GIVEN REQUEST >> Copy out the stretch of the data below from the line containing "TARGET: insect body" through the end of the data, character for character.
— start DATA SHOWN —
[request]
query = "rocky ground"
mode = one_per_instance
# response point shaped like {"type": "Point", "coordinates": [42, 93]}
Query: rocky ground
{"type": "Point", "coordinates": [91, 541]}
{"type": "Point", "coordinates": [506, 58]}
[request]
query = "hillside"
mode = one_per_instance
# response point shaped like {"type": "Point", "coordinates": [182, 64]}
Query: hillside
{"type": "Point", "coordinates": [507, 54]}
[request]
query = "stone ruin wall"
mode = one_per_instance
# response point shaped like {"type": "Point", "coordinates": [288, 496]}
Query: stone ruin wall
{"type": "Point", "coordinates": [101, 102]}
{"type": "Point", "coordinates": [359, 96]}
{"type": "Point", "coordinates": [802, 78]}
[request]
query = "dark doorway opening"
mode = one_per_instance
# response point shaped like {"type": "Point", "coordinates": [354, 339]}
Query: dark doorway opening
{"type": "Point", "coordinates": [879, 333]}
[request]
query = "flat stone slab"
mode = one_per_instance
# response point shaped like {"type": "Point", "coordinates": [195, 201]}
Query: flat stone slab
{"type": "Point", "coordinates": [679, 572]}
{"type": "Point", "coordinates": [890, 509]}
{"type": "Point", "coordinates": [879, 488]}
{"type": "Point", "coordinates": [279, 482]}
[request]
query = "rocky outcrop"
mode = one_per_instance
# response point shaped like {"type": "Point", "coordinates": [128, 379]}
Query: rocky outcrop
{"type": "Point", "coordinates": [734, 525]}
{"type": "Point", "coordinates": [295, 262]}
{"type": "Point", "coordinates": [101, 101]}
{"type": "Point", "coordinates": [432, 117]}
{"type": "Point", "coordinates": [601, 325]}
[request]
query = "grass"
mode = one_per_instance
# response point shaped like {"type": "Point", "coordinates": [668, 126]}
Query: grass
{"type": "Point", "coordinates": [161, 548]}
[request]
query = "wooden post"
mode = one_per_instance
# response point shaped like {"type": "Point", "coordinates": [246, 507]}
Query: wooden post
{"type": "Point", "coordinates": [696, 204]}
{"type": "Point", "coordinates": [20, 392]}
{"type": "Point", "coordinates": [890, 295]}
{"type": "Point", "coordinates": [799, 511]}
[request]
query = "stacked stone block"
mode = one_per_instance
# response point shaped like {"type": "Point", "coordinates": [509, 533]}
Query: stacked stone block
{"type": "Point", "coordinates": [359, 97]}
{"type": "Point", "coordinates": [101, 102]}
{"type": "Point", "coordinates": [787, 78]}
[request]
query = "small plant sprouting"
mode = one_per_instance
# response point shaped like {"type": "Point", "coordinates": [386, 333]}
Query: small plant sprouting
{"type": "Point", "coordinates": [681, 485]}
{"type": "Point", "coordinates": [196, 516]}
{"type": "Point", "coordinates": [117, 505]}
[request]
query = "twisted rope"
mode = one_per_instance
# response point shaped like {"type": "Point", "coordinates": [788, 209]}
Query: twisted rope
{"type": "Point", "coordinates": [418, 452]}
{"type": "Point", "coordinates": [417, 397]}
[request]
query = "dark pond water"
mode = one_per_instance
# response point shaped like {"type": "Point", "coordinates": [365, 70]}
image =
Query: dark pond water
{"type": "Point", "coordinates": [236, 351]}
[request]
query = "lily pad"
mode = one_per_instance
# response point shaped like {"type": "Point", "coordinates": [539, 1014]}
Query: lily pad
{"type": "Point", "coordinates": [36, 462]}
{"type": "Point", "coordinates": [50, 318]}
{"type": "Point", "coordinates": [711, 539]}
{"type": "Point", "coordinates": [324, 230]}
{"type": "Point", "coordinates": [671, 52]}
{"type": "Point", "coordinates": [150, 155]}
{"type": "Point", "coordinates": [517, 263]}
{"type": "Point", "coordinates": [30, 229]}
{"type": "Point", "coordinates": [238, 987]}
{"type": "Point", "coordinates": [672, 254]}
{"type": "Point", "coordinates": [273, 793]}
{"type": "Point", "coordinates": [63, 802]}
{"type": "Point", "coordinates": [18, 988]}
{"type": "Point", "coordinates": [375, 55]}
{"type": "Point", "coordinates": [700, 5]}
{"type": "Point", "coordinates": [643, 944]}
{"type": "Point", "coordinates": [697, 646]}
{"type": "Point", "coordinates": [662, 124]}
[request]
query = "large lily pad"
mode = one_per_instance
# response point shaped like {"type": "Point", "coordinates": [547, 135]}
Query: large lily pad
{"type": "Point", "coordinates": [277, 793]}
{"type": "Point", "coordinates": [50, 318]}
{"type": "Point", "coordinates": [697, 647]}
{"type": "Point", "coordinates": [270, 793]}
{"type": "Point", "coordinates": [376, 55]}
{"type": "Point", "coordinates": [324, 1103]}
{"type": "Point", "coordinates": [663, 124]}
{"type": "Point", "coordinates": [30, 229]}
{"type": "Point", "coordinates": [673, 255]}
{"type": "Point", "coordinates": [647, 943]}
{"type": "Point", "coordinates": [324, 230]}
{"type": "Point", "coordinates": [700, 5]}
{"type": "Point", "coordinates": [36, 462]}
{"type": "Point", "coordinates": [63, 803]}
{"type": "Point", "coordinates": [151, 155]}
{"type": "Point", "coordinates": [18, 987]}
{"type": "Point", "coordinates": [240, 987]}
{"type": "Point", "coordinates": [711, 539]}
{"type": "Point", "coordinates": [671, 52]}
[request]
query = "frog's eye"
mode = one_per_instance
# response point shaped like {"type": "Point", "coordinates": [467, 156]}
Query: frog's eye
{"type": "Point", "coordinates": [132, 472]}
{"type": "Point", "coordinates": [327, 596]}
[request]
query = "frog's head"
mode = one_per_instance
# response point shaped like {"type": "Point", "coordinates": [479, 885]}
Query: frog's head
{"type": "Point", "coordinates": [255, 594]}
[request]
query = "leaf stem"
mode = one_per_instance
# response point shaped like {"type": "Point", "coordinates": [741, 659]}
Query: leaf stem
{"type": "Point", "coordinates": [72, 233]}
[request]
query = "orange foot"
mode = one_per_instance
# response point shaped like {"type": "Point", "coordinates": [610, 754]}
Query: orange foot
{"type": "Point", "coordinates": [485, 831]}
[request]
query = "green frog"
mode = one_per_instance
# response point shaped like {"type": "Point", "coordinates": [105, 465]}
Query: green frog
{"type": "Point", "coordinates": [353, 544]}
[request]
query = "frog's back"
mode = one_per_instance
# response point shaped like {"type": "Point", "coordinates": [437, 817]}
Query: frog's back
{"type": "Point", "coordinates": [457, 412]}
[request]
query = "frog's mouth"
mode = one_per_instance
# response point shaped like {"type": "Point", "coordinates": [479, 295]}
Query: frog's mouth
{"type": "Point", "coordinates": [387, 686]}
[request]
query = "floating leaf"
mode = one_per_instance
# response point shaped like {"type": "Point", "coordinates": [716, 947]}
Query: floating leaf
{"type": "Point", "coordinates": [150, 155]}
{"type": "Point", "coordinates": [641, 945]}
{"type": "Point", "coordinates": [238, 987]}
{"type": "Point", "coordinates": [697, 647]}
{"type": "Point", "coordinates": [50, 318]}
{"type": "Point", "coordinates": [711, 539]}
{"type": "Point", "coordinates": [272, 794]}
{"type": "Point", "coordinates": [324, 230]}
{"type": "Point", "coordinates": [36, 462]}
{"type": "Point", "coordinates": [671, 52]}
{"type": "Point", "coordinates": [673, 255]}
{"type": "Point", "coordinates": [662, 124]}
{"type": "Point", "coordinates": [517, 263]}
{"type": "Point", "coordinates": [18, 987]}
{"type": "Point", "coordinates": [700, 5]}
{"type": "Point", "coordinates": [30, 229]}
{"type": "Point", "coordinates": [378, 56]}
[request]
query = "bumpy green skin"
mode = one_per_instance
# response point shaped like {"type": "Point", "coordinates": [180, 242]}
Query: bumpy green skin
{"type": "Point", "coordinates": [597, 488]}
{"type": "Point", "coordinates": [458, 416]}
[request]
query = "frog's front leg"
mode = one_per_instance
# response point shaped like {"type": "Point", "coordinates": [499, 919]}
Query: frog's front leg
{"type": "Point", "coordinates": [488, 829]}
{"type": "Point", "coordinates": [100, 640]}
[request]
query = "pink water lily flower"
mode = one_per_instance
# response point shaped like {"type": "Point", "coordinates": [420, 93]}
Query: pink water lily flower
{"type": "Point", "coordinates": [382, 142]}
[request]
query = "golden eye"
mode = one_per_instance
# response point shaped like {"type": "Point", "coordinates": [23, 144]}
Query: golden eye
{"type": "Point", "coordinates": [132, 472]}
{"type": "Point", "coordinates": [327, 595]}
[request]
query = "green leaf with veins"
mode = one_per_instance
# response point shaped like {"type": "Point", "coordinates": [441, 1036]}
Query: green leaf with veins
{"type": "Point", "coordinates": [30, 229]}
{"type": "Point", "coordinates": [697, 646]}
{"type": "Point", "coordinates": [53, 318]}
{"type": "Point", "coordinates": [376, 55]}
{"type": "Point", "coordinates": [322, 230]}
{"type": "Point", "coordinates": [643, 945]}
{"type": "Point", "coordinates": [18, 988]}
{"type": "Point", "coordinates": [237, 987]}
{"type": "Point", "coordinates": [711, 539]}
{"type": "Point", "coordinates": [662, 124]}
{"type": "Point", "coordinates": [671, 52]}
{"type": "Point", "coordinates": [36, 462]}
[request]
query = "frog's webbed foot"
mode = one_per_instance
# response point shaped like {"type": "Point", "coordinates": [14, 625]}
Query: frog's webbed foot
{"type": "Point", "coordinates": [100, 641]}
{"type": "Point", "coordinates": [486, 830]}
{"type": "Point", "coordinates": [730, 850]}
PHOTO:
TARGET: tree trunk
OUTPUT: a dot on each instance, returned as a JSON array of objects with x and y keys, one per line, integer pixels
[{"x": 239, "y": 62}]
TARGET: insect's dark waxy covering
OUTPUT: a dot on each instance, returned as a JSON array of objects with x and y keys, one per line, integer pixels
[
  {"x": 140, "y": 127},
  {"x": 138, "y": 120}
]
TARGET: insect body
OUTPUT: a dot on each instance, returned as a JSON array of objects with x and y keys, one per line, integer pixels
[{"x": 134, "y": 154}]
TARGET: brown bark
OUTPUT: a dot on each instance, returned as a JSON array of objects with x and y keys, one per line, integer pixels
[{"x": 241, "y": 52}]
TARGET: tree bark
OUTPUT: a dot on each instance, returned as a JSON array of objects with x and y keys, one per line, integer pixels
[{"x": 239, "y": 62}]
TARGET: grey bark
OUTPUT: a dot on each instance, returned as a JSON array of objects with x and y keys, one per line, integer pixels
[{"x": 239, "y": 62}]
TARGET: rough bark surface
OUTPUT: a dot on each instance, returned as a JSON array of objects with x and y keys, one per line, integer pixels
— end DATA SHOWN —
FULL ANSWER >>
TARGET: insect body
OUTPUT: a dot on each instance, returned as a JSON array of objects with x and y keys, one per line, integer pixels
[{"x": 134, "y": 154}]
TARGET: brown bark
OUTPUT: a dot on each instance, returned as a JSON array of objects with x and y keys, one per line, integer pixels
[{"x": 241, "y": 52}]
TARGET: tree bark
OUTPUT: a dot on each instance, returned as a JSON array of objects with x and y keys, one per line, integer pixels
[{"x": 239, "y": 62}]
TARGET: grey bark
OUTPUT: a dot on each instance, returned as a JSON array of objects with x and y keys, one per line, integer pixels
[{"x": 239, "y": 62}]
TARGET: rough bark surface
OUTPUT: a dot on each instance, returned as a JSON array of objects with x and y keys, one per line, integer pixels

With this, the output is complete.